Instructions for the task. Count the lines in the records below that contain the string "item". Reply with that number alone.

** Start Entries **

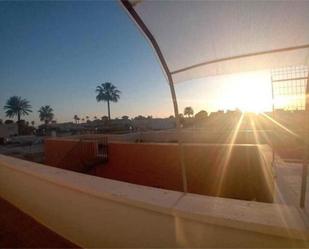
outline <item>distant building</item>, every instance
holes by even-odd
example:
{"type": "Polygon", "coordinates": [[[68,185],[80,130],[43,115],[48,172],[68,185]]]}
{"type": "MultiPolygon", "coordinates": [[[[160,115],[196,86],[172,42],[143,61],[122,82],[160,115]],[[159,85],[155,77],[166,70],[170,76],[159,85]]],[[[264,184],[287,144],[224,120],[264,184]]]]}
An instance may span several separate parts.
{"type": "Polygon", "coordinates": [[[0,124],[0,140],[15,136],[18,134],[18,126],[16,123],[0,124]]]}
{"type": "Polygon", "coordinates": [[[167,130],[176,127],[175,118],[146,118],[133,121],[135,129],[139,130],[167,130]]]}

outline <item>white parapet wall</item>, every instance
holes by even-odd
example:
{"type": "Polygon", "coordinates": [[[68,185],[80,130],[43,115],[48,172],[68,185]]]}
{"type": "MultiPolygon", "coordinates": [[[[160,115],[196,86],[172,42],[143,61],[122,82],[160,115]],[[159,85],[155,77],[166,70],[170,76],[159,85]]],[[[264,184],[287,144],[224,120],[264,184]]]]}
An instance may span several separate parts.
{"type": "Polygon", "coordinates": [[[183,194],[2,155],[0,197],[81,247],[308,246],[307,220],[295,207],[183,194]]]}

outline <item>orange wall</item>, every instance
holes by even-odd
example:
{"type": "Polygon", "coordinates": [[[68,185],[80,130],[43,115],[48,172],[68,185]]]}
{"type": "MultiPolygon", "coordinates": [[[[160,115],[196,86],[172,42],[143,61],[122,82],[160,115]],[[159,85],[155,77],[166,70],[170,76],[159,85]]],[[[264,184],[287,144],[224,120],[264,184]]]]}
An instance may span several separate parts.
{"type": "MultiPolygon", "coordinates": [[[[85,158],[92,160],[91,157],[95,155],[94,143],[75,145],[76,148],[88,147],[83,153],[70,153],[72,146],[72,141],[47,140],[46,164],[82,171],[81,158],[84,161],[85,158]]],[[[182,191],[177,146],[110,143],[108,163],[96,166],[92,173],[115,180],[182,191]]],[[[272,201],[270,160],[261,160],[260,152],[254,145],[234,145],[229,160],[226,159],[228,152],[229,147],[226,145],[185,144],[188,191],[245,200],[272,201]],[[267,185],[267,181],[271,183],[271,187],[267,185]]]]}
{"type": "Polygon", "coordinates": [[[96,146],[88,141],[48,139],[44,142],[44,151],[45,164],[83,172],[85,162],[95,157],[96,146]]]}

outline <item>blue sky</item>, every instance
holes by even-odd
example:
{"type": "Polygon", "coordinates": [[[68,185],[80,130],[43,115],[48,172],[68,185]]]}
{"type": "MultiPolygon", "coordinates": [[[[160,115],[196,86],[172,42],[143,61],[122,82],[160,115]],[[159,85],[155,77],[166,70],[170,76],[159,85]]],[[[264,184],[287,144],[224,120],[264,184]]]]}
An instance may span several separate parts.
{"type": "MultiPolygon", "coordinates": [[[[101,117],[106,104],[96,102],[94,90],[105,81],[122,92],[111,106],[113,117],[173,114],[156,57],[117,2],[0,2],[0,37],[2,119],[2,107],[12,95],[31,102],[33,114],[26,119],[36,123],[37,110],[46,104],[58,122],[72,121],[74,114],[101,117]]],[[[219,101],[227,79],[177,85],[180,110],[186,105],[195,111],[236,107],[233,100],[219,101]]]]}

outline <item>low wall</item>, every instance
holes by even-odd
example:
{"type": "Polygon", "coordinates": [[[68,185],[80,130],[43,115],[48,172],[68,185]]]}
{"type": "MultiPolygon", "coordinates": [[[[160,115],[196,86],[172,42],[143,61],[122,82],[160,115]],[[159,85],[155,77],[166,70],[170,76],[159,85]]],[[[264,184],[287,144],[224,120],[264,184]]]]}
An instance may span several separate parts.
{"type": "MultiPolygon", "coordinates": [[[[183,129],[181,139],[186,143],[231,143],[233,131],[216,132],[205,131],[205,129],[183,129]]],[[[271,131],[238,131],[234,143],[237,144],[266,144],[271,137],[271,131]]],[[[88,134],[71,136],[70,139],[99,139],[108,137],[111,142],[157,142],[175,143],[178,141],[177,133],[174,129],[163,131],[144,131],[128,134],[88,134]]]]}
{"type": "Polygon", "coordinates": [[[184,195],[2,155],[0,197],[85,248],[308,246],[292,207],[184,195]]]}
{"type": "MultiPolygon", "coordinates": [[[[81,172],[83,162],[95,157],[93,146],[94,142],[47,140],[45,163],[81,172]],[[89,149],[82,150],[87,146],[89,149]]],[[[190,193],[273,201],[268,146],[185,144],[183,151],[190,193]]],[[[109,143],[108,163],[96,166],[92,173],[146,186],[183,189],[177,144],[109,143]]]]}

** End Entries **
** Start Entries **

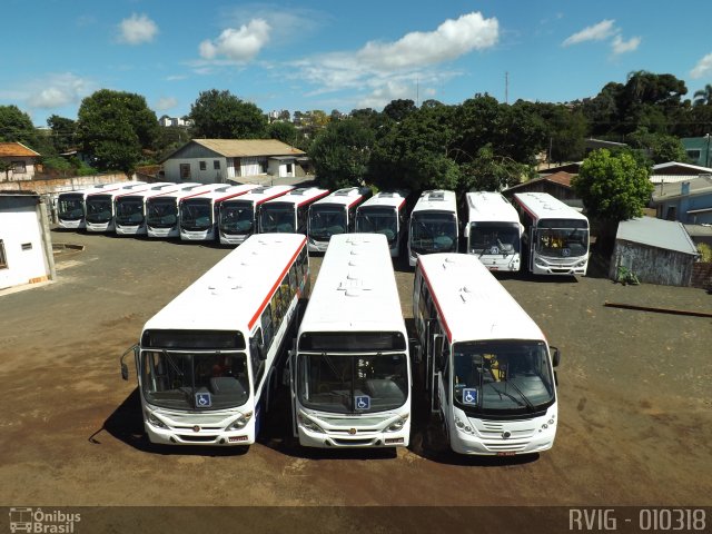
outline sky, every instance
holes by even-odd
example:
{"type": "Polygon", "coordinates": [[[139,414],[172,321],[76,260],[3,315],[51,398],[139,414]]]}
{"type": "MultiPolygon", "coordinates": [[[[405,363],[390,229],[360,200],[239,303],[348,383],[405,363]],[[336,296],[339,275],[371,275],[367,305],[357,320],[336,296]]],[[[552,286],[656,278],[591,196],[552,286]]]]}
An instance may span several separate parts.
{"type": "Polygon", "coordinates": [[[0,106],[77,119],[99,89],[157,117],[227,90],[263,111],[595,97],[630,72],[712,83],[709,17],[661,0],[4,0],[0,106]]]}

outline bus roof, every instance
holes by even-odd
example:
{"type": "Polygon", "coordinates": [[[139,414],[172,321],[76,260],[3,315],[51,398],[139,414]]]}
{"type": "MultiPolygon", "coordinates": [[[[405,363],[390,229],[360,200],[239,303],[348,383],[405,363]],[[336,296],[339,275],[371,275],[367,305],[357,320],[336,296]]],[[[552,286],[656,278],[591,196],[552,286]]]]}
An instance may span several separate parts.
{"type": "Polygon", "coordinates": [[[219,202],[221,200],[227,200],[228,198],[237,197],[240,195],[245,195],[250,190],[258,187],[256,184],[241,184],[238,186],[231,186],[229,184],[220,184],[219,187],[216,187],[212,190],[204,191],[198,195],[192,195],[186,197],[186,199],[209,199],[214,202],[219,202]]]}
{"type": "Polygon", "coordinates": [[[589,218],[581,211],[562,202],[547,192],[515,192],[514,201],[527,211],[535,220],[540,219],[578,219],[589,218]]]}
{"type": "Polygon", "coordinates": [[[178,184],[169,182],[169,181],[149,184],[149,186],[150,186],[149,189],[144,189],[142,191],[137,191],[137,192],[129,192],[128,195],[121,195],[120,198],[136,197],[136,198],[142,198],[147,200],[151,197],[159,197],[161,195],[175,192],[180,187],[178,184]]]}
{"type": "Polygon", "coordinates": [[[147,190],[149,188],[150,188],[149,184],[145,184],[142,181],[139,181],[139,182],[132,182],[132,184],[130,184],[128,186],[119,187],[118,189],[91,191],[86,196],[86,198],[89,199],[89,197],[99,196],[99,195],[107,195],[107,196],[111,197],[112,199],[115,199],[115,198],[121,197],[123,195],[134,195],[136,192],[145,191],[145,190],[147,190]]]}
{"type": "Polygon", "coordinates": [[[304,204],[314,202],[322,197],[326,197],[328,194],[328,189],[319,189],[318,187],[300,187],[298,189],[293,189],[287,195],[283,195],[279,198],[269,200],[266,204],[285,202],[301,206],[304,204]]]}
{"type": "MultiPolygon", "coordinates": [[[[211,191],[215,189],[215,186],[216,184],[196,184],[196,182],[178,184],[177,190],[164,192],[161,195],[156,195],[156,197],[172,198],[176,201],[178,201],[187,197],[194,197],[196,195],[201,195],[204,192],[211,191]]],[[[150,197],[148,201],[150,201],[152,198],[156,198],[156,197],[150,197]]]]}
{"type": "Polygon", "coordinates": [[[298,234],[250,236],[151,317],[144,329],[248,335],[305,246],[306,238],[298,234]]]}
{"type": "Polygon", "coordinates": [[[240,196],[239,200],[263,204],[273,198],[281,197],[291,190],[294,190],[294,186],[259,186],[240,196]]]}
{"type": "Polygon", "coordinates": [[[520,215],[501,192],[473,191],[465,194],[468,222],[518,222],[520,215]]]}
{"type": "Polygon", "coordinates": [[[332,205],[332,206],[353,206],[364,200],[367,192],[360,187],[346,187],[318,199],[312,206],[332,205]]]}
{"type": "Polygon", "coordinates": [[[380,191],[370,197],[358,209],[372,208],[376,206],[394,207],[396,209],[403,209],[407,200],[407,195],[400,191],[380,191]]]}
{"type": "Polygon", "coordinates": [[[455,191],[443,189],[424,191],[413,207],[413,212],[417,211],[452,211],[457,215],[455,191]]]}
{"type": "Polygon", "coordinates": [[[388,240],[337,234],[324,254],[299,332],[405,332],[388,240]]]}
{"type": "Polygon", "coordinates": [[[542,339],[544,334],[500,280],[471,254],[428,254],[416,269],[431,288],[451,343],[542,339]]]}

** End Entries **

Answer to the exercise. 5